§ **Document**:
------

Productize Gazelle company dataset in Snowflake
Created Date | Jun 2, 2023 |
---|---|
Target PI | PI4, PI5, PI6 |
Target Release | October |
Jira Epic | |
Document Status | Draft |
Epic Owner | Viktor Kotusenko |
Stakeholder | Simon Leroux, Oree Wyatt, Nick Studt |
Engineering Team(s) Involved | Micro Gazelle-ETL, Gazelle-Micro/Devops |
PART 1
Customer/User Job-to-be-Done or Problem
When consuming Gazelle company dataset I need to be able to have access to it in one location allowing me to run specialized and performant queries in order to build a large scale analysis of company insights for multiple use cases.
Value to Customers & Users
Data updates, which are to be made regularly in order to provide the most fresh company information with increased quality (including deduplication, removing invalid information, better company trees matching etc.) as a consistent output of NeoETL data processing pipelines, when delivered to Snowflake, provide ability to leverage large company intelligence database in a flexible environment.
Value to Lightcast
Opens up early feedback loops for customer input on our product roadmap and exposes the data internally rapidly.
Target User Role/Client/Client Category
Gazelle clients that value access to the complete large company dataset
Delivery Mechanism
Snowflake
Success Criteria & Metrics
Gazelle Beta Golden Records for companies accessible for clients through Snowflake.

------

§ **Source excerpt**:
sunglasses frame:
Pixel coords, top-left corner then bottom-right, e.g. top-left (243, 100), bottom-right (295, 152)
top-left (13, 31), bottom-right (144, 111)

------

§ **To be done**:
1. Transcribe everything in the Gazelle dataset document from "Value to Customers" down to "clients through Snowflake.".
2. Translate this sentence from the Gazelle dataset document into Spanish: "Opens up early feedback loops for customer input on our product roadmap and exposes the data internally rapidly."
3. In the Gazelle dataset document, turn the paragraph beginning "Data updates, which are to be made regularly" into a short bulleted list that keeps its main facts.

§ **Complete answers**:
1.
Value to Customers & Users
Data updates, which are to be made regularly in order to provide the most fresh company information with increased quality (including deduplication, removing invalid information, better company trees matching etc.) as a consistent output of NeoETL data processing pipelines, when delivered to Snowflake, provide ability to leverage large company intelligence database in a flexible environment.
Value to Lightcast
Opens up early feedback loops for customer input on our product roadmap and exposes the data internally rapidly.
Target User Role/Client/Client Category
Gazelle clients that value access to the complete large company dataset
Delivery Mechanism
Snowflake
Success Criteria & Metrics
Gazelle Beta Golden Records for companies accessible for clients through Snowflake.

2. Abre ciclos de retroalimentación tempranos para recibir las opiniones de los clientes sobre nuestra hoja de ruta de producto y expone los datos internamente con rapidez.

3.
- Data updates are made regularly to provide the freshest company information.
- The updates bring increased quality, including deduplication, removal of invalid information, and better company tree matching.
- They are a consistent output of the NeoETL data processing pipelines.
- Delivered to Snowflake, they make it possible to leverage a large company intelligence database in a flexible environment.